▸ **What is needed**:
Output each entry verbatim. Leave the images out.
== Segment start ==
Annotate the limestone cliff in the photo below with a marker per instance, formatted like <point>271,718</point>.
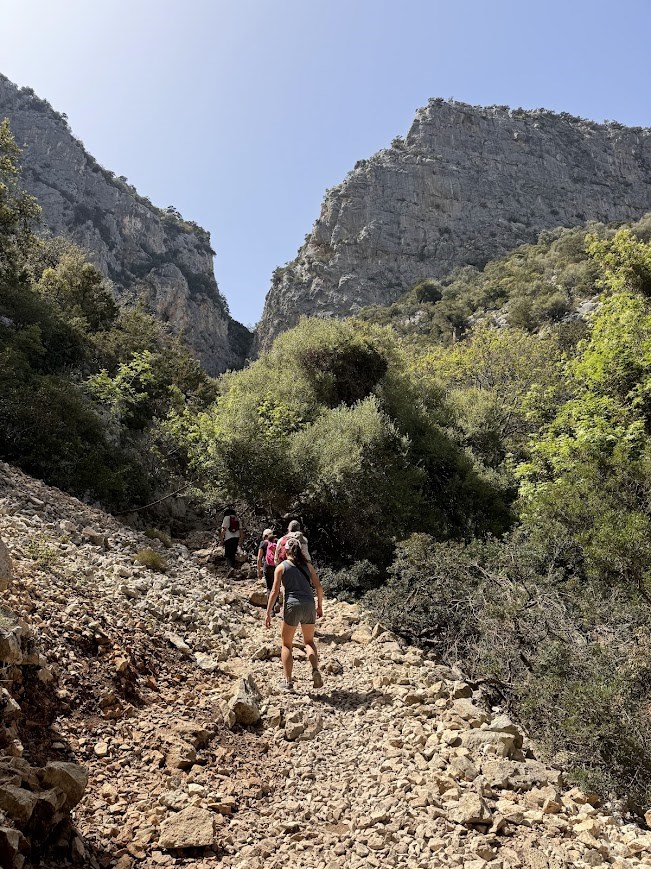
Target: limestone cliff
<point>147,252</point>
<point>465,185</point>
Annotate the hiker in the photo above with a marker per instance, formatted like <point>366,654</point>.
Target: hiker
<point>266,556</point>
<point>293,530</point>
<point>231,535</point>
<point>299,580</point>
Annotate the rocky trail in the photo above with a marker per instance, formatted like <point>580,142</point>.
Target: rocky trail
<point>143,726</point>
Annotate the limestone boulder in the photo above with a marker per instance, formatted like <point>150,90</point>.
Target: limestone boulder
<point>192,827</point>
<point>245,702</point>
<point>70,778</point>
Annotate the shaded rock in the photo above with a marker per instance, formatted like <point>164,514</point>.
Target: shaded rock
<point>13,847</point>
<point>181,755</point>
<point>6,568</point>
<point>71,778</point>
<point>481,741</point>
<point>18,803</point>
<point>258,598</point>
<point>471,810</point>
<point>10,647</point>
<point>95,538</point>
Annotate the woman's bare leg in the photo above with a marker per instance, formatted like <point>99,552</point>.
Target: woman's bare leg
<point>287,636</point>
<point>310,645</point>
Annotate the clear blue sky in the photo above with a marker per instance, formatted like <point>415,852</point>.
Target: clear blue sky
<point>242,113</point>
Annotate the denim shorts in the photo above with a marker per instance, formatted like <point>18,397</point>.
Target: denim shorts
<point>301,612</point>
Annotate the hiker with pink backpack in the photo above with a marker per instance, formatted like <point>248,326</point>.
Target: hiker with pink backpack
<point>231,534</point>
<point>266,558</point>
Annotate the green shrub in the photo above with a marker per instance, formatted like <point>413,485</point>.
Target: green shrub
<point>152,560</point>
<point>570,657</point>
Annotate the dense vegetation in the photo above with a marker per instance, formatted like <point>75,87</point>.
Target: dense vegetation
<point>83,383</point>
<point>474,459</point>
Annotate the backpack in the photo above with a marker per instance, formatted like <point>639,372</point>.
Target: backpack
<point>281,549</point>
<point>270,554</point>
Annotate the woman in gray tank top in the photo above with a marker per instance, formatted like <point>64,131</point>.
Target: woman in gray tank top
<point>299,580</point>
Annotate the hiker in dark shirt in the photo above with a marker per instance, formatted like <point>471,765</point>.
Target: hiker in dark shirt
<point>266,563</point>
<point>231,534</point>
<point>299,580</point>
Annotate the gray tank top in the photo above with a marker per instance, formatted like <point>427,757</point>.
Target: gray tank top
<point>295,582</point>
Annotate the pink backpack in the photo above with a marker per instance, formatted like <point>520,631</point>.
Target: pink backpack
<point>270,554</point>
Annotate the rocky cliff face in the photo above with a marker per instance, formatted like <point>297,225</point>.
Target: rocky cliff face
<point>147,252</point>
<point>467,184</point>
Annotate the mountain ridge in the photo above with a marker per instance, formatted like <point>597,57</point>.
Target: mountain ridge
<point>465,185</point>
<point>148,253</point>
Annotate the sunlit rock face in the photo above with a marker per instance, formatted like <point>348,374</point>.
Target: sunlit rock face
<point>149,253</point>
<point>465,185</point>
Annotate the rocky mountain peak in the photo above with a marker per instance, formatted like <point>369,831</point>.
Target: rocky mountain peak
<point>465,185</point>
<point>149,253</point>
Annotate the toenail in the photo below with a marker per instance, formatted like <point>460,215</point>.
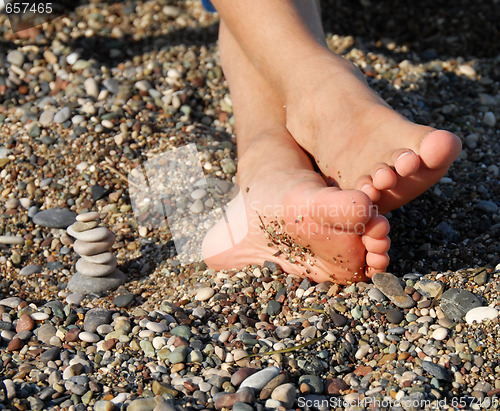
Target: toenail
<point>403,155</point>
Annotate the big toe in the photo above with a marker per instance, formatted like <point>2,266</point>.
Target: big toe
<point>406,162</point>
<point>439,149</point>
<point>332,206</point>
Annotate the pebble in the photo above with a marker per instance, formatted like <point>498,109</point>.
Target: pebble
<point>102,258</point>
<point>11,302</point>
<point>11,240</point>
<point>394,315</point>
<point>83,284</point>
<point>376,295</point>
<point>440,334</point>
<point>103,405</point>
<point>46,117</point>
<point>456,302</point>
<point>240,375</point>
<point>16,58</point>
<point>267,390</point>
<point>157,327</point>
<point>204,294</point>
<point>88,337</point>
<point>435,370</point>
<point>85,248</point>
<point>31,269</point>
<point>95,270</point>
<point>55,218</point>
<point>313,381</point>
<point>225,400</point>
<point>84,226</point>
<point>25,323</point>
<point>258,380</point>
<point>480,314</point>
<point>46,332</point>
<point>94,235</point>
<point>91,87</point>
<point>75,298</point>
<point>95,317</point>
<point>62,115</point>
<point>285,394</point>
<point>241,406</point>
<point>489,119</point>
<point>123,300</point>
<point>390,286</point>
<point>428,288</point>
<point>486,206</point>
<point>90,216</point>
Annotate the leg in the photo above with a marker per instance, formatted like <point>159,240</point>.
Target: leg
<point>357,140</point>
<point>291,216</point>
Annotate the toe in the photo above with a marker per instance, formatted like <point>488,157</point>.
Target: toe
<point>406,162</point>
<point>377,261</point>
<point>378,227</point>
<point>365,184</point>
<point>439,149</point>
<point>377,245</point>
<point>384,177</point>
<point>334,207</point>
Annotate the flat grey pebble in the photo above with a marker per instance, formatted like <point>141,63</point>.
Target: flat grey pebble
<point>55,218</point>
<point>30,269</point>
<point>62,115</point>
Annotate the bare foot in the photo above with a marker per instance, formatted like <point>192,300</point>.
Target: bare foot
<point>358,141</point>
<point>287,214</point>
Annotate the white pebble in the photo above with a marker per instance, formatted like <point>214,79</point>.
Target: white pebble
<point>489,119</point>
<point>198,194</point>
<point>39,316</point>
<point>159,342</point>
<point>157,327</point>
<point>440,334</point>
<point>204,294</point>
<point>10,388</point>
<point>480,314</point>
<point>88,337</point>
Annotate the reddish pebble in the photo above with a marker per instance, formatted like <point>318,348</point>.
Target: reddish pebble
<point>363,370</point>
<point>72,335</point>
<point>335,386</point>
<point>25,323</point>
<point>15,345</point>
<point>109,344</point>
<point>243,373</point>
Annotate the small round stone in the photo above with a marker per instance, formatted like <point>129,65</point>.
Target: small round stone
<point>91,216</point>
<point>88,337</point>
<point>440,334</point>
<point>95,270</point>
<point>480,314</point>
<point>102,258</point>
<point>85,248</point>
<point>204,294</point>
<point>93,235</point>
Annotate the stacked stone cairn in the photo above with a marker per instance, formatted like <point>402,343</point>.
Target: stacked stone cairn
<point>96,271</point>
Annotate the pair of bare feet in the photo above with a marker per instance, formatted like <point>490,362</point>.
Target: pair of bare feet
<point>320,220</point>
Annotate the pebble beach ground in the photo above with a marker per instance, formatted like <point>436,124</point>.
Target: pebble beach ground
== Segment end ==
▸ **Exercise solution**:
Annotate the limestone cliff in the photo below with a marker per instance, formatted like <point>271,718</point>.
Target: limestone cliff
<point>147,252</point>
<point>465,185</point>
Annotate the hiker in the photo above with a marker per instance, formatted like <point>366,654</point>.
Target: hiker
<point>266,556</point>
<point>293,530</point>
<point>231,535</point>
<point>299,580</point>
Annotate the rocky trail in the photo above with a marker per instance, formatted like <point>580,142</point>.
Target: rocky trail
<point>143,726</point>
Annotate the limestone boulder in the photo above with a marker per instance, formatted like <point>150,90</point>.
Target: limestone boulder
<point>192,827</point>
<point>245,702</point>
<point>70,778</point>
Annotate the shaded rock in the photo above with a marker per instance, formatted like <point>164,514</point>.
Target: shaded rock
<point>13,847</point>
<point>181,755</point>
<point>6,568</point>
<point>71,778</point>
<point>481,741</point>
<point>18,803</point>
<point>258,598</point>
<point>471,810</point>
<point>10,647</point>
<point>95,538</point>
Annotate the woman's bare leg in the photo above with a marker per instance, formatted like <point>99,552</point>.
Target: woman's bare leg
<point>287,636</point>
<point>310,645</point>
Annotate the clear blue sky in the photo above with a marker per instance, formatted like <point>415,852</point>.
Target: clear blue sky
<point>242,113</point>
Annotate the denim shorts in the photo above with a marker per instance, formatted like <point>18,397</point>.
Target: denim shorts
<point>301,612</point>
Annotate the hiker with pink backpack in the photo above with a marker per instance, formatted like <point>248,326</point>.
Target: hiker with pink backpack
<point>231,534</point>
<point>266,558</point>
Annotate the green shrub in the photo above with a marker per instance, formatted like <point>413,485</point>.
Target: green shrub
<point>152,560</point>
<point>570,657</point>
Annotate the dense vegetation in the photo above with a marker per instance, formatted like <point>75,87</point>.
Target: dense vegetation
<point>83,383</point>
<point>474,459</point>
Annotate the backpack in the photo above with a marker per instance, formatted like <point>639,372</point>.
Target: backpack
<point>281,549</point>
<point>270,554</point>
Annotate the woman in gray tank top in the photo above with a marker per instance, formatted like <point>64,131</point>.
Target: woman in gray tank top
<point>299,580</point>
Annotate the hiker in dark shirt in the photo above with a marker per instance, formatted like <point>471,765</point>.
Target: hiker in dark shirt
<point>266,563</point>
<point>231,534</point>
<point>299,580</point>
Annotate the gray tank top in the photo above with a marker per instance, formatted like <point>427,757</point>.
Target: gray tank top
<point>295,582</point>
Annotate the pink backpack in the photo above with a marker per instance, formatted like <point>520,631</point>.
Target: pink backpack
<point>270,554</point>
Annotate the rocky cliff face in the photo above with a marker per instance, formatted like <point>297,225</point>.
Target: rocky cliff face
<point>147,252</point>
<point>467,184</point>
Annotate the mountain ridge in the photo above with a marker per instance, formatted like <point>597,57</point>.
Target: mountain ridge
<point>465,185</point>
<point>148,253</point>
Annotate the sunlit rock face in the photo above with a marker per instance, formatted like <point>348,374</point>.
Target: sunlit rock face
<point>149,253</point>
<point>465,185</point>
Annotate the rocky mountain peak in the photo above with a marker per instance, formatted like <point>369,831</point>.
Target: rocky mountain peak
<point>465,185</point>
<point>149,253</point>
Annotate the toenail in the photo below with a marker per instance, formatted like <point>460,215</point>.
Target: toenail
<point>403,155</point>
Annotate the big toe in the photo above with a marker per instance, formatted like <point>2,266</point>.
Target: big toe
<point>406,162</point>
<point>439,149</point>
<point>332,206</point>
Annotate the pebble in the photo above with a marker per instance, formatted like <point>498,109</point>.
Target: pebble
<point>102,258</point>
<point>11,302</point>
<point>11,240</point>
<point>394,315</point>
<point>83,284</point>
<point>376,295</point>
<point>440,334</point>
<point>103,405</point>
<point>46,117</point>
<point>456,302</point>
<point>240,375</point>
<point>16,58</point>
<point>267,390</point>
<point>157,327</point>
<point>204,294</point>
<point>88,337</point>
<point>435,370</point>
<point>85,248</point>
<point>31,269</point>
<point>95,270</point>
<point>55,218</point>
<point>313,381</point>
<point>225,400</point>
<point>84,226</point>
<point>25,323</point>
<point>258,380</point>
<point>480,314</point>
<point>46,332</point>
<point>94,235</point>
<point>91,87</point>
<point>75,298</point>
<point>95,317</point>
<point>62,115</point>
<point>285,394</point>
<point>241,406</point>
<point>489,119</point>
<point>123,300</point>
<point>390,286</point>
<point>428,288</point>
<point>486,206</point>
<point>90,216</point>
Annotate the leg in the photo above with a marker per instance, formatted like <point>159,240</point>.
Target: leg
<point>357,140</point>
<point>291,216</point>
Annotate the toe in the photo above with a marker per instance, formatted like <point>488,157</point>.
Target: toe
<point>406,162</point>
<point>377,261</point>
<point>378,227</point>
<point>365,184</point>
<point>439,149</point>
<point>377,245</point>
<point>384,177</point>
<point>334,207</point>
Annotate the flat grey pebble in the photo above with a marker per instance, formatted like <point>141,63</point>.
Target: flat grey pebble
<point>55,218</point>
<point>30,269</point>
<point>62,115</point>
Annotate the bare foot in the photo above with a marker per instance, formatted like <point>192,300</point>.
Target: bare foot
<point>358,141</point>
<point>287,214</point>
Annotate the white pebble in the photo above with a marker per instance, formatted like <point>214,79</point>.
Target: white pebble
<point>489,119</point>
<point>198,194</point>
<point>39,316</point>
<point>159,342</point>
<point>157,327</point>
<point>440,334</point>
<point>204,294</point>
<point>10,388</point>
<point>480,314</point>
<point>88,337</point>
Annotate the reddish pebble in the photo above with a marker per instance, formatted like <point>318,348</point>.
Target: reddish pebble
<point>363,370</point>
<point>72,335</point>
<point>335,386</point>
<point>25,323</point>
<point>15,345</point>
<point>109,344</point>
<point>243,373</point>
Annotate the small round stone in the photo above with a marker per instance, formatted like <point>129,65</point>.
Target: small round stone
<point>91,216</point>
<point>88,337</point>
<point>440,334</point>
<point>95,270</point>
<point>480,314</point>
<point>102,258</point>
<point>85,248</point>
<point>204,294</point>
<point>93,235</point>
Annotate the stacked stone cairn in the photo above with a marker per instance, formatted like <point>402,343</point>.
Target: stacked stone cairn
<point>96,271</point>
Annotate the pair of bare feet in the photo above with a marker per instance, formatted like <point>490,362</point>.
Target: pair of bare feet
<point>320,220</point>
Annotate the pebble beach ground in the photo above with a marker per instance, formatted like <point>436,124</point>.
Target: pebble beach ground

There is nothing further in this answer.